- Text block -

"""

I'm single/divorced and don't have a car.

My plan is to do a recce at the end of this month.

So I'm looking for info on a place to stay for a few nights and any other pertinent info.

Thanks for any feedback,

Michael


----------



## Foot Ball

dear Michael with that income you will be able to have a comfy living around here , as long as you rent an apartment rather than moving from an hotel to another.....now from what I know in Spain half of that income would go on ur lodgins.....mainly in the big cities....however in lisbon depending on the area you will be able to find something nice for 400 or under......


----------



## redbourn

Foot Ball said:


> dear Michael with that income you will be able to have a comfy living around here , as long as you rent an apartment rather than moving from an hotel to another.....now from what I know in Spain half of that income would go on ur lodgins.....mainly in the big cities....however in lisbon depending on the area you will be able to find something nice for 400 or under......


Thanks very much 

Can you suggest an area in Lisbon that has a little cafe action, where I can start looking for a one bedroom apartment when I arrive.

I'd like to be able to sit and have a beer in the evenings.

Doesn't have to be in the center.

Michael

P.S. What is usually included or not included in the rent?


----------



## redbourn

I found these places and they are all similar price for 5 nights

Pensão Praça da Figueira - Travessa Nova de Sao Domingos 9

Residencial Lord - Av Defensores de Chaves 23

Pensao Residencial Estrela dos Santos - Avenida Almirante Reis 53

Estrela dos Anjos Guesthouse - Rua dos Anjos 70,

The following is a little more expensive.

São Pedro Lisbon Hotel - Rua Pascoal de Melo, 130

If anybody has any preferences then please let me know - thanks.


----------



## canoeman

If your Spanish preference was Vigo then why not North Portugal you have the best of both worlds Spain a short hop but all the extra benefits that Portugal brings for an expat, Viana do Castelo as capital, if you want a city environment Porto & Braga


----------



## redbourn

canoeman said:


> If your Spanish preference was Vigo then why not North Portugal you have the best of both worlds Spain a short hop but all the extra benefits that Portugal brings for an expat, Viana do Castelo as capital, if you want a city environment Porto & Braga


Thanks.

"""

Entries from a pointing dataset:
"""

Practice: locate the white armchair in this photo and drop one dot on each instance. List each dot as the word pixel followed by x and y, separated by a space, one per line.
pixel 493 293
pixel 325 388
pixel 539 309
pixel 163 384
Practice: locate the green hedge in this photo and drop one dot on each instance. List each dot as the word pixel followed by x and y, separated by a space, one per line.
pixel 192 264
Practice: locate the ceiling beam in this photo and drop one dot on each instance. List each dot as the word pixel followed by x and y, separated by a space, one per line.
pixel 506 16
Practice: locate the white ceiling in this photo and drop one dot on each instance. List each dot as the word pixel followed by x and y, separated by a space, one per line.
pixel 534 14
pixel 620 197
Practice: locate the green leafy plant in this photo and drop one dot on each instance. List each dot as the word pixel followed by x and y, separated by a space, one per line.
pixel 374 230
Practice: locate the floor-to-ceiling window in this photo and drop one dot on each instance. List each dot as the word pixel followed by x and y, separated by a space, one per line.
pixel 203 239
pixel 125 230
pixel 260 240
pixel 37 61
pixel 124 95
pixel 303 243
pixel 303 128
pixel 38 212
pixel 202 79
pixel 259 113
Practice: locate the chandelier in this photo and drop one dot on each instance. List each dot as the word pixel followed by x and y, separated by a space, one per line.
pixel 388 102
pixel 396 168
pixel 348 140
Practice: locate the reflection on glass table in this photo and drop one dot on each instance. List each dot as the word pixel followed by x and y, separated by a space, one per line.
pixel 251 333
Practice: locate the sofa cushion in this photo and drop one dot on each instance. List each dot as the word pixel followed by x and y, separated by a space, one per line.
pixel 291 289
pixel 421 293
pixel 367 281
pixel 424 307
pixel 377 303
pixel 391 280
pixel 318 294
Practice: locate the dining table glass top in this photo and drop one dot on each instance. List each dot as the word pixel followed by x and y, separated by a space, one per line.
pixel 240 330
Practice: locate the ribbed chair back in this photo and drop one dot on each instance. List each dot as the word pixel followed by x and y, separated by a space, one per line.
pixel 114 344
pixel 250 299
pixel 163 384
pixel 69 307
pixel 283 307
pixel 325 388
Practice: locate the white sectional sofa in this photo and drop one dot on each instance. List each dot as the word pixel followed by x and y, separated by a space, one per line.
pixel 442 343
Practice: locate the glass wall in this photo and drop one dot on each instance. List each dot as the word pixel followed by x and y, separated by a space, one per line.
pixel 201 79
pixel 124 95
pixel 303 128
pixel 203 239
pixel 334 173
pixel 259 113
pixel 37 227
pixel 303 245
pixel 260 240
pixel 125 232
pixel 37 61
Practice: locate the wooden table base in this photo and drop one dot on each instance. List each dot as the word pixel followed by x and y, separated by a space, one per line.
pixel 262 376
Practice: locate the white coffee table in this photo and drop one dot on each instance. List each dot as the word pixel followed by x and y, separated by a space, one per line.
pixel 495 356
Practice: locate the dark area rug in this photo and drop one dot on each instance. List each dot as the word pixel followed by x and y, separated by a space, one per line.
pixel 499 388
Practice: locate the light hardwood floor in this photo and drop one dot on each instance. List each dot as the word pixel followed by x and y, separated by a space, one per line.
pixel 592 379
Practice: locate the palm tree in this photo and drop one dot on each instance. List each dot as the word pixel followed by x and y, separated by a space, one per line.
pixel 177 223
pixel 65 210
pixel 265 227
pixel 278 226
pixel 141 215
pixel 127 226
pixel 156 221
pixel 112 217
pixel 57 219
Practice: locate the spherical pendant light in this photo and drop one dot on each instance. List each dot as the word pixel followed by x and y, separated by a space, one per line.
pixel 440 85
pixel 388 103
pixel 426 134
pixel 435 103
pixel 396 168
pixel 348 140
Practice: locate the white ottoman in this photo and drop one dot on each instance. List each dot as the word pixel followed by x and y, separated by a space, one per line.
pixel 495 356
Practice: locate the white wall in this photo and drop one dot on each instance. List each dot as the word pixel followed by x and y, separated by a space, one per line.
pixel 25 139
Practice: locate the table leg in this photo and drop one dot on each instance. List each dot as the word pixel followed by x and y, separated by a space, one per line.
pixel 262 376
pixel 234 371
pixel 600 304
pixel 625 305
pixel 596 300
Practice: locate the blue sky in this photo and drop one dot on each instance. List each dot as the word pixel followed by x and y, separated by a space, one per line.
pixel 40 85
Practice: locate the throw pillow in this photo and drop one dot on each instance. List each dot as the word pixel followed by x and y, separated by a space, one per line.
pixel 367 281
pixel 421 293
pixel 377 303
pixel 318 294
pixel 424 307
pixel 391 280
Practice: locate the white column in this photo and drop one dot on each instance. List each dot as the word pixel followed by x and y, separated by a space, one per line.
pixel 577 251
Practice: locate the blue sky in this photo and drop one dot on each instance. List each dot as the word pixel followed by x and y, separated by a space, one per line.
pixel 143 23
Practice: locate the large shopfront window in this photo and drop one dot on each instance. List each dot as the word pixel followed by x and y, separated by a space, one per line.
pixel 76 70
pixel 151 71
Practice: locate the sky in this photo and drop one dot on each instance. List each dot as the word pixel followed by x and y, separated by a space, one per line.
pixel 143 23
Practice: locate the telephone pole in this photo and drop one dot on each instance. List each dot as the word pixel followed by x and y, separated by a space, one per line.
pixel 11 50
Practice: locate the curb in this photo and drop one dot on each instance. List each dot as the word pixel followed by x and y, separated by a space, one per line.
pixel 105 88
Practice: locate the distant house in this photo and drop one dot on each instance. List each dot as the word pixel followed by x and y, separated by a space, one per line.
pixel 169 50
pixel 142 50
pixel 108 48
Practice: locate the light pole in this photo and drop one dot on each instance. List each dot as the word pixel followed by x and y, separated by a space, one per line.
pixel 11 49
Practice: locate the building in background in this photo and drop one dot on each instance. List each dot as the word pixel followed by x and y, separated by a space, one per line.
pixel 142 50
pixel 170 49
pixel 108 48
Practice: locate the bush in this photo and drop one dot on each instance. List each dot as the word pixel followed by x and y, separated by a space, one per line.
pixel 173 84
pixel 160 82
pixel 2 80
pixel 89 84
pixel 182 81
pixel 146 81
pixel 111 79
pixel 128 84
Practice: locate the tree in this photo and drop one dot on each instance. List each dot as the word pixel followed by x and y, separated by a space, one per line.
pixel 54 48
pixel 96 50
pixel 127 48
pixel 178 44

"""
"""

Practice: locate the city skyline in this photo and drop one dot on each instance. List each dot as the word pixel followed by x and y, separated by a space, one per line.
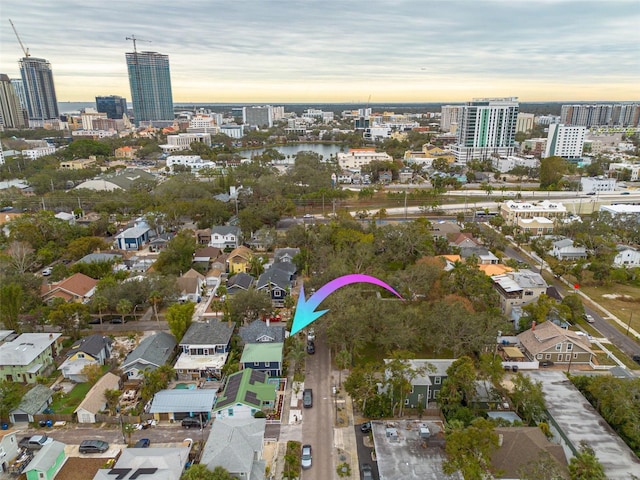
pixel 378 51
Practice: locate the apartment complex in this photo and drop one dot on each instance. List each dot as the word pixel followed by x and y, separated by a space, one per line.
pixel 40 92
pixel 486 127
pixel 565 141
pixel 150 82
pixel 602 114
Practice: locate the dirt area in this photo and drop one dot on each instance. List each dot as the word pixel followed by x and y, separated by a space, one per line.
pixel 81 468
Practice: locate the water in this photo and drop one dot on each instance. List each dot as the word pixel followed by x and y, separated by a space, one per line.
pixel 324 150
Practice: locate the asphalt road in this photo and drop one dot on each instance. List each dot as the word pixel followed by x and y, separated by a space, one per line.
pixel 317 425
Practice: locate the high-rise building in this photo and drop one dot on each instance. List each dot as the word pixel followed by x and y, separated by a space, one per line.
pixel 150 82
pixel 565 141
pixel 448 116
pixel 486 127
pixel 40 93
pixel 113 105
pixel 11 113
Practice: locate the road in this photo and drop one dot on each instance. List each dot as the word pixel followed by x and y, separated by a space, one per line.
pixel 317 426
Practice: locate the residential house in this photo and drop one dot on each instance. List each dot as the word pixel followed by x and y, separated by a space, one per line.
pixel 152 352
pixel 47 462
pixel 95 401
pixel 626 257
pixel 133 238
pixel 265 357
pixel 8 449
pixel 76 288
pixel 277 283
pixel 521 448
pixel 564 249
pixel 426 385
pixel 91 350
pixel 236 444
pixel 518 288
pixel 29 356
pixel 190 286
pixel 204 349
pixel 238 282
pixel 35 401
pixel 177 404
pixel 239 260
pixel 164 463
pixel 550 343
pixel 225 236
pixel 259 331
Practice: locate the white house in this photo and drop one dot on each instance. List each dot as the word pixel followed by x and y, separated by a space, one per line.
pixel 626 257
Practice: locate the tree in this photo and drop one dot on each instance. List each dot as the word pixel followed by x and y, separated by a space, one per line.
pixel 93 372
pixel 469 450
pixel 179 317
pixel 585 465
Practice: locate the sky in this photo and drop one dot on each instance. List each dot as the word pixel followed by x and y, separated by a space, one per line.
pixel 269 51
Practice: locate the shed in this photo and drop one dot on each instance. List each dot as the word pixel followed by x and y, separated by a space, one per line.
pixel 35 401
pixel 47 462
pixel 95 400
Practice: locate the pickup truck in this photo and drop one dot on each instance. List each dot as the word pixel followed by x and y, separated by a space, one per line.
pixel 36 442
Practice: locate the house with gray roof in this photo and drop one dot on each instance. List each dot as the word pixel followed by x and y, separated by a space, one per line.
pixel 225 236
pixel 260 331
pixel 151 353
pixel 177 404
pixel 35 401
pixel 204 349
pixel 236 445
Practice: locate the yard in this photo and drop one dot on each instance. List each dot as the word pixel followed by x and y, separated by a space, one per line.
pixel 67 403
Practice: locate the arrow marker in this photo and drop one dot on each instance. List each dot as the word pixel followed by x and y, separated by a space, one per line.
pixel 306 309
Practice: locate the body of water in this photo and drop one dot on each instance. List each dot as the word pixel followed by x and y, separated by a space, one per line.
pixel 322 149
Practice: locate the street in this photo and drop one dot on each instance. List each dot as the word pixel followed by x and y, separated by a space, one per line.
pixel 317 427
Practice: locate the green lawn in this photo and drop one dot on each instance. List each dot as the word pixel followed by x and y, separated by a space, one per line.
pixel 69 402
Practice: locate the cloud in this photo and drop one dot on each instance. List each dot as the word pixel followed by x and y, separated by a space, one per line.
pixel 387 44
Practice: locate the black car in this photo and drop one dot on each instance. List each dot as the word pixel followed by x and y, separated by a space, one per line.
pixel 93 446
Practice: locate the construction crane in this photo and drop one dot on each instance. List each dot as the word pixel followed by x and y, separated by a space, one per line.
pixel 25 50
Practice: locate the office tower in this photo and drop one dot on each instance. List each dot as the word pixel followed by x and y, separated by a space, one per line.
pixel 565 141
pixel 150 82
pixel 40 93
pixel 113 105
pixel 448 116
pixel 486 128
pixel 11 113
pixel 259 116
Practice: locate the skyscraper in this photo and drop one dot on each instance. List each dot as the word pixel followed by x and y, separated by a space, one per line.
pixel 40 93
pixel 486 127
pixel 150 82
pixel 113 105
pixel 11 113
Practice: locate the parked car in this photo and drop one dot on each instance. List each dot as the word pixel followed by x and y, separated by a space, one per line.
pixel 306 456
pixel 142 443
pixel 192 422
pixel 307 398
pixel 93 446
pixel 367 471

"""
"""

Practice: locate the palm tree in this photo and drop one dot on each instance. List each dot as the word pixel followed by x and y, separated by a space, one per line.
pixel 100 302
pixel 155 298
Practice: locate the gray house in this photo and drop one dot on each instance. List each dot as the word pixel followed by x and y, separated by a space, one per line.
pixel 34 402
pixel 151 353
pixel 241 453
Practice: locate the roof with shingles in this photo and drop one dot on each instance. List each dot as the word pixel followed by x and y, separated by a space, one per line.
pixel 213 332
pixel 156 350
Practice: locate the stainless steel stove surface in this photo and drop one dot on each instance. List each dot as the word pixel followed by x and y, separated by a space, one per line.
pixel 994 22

"""

- Requests -
A) Answer these questions from the thread about moving to Lisbon:
(i) According to Foot Ball, for what monthly amount can something nice be found in Lisbon?
(ii) What street address is listed for Residencial Lord?
(iii) Which Spanish city does canoeman name as the earlier preference?
B) Carry on the thread about moving to Lisbon from its final post onward.
The records are not needed for any of this work.

- The answers -
A)
(i) 400 or under, depending on the area.
(ii) Av Defensores de Chaves 23.
(iii) Vigo.

B)
I'm a little confused by this ..

The city proper has 36,148 inhabitants and the municipality has a total population of 91,238 inhabitants (2006) over a total area of 318.6 km².

I've been living in a town with 25k inhabitants for 2 years and feel like I'm suffocating.

But 



 shows something completely different; I think ;-)

Michael


----------



## canoeman

Don't think you'd find Vdo Castelo claustrophobic its a nice open spread out sort of place even the areas of apartments are pretty open, Porto & Braga different of course, and unless in the right area of Vigo wouldn't exactly describe that as open especially downtown


----------



## redbourn

canoeman said:


> Don't think you'd find Vdo Castelo claustrophobic its a nice open spread out sort of place even the areas of apartments are pretty open, Porto & Braga different of course, and unless in the right area of Vigo wouldn't exactly describe that as open especially downtown


Sorry if I wasn't clear. 

What I meant was that with a population of 25k I see the same people all of the time and go to one of three cafe/bars all of the time.

I can walk from one side of the town to the other in 30 minutes, but Vdo Castelo doesn't look like that at all.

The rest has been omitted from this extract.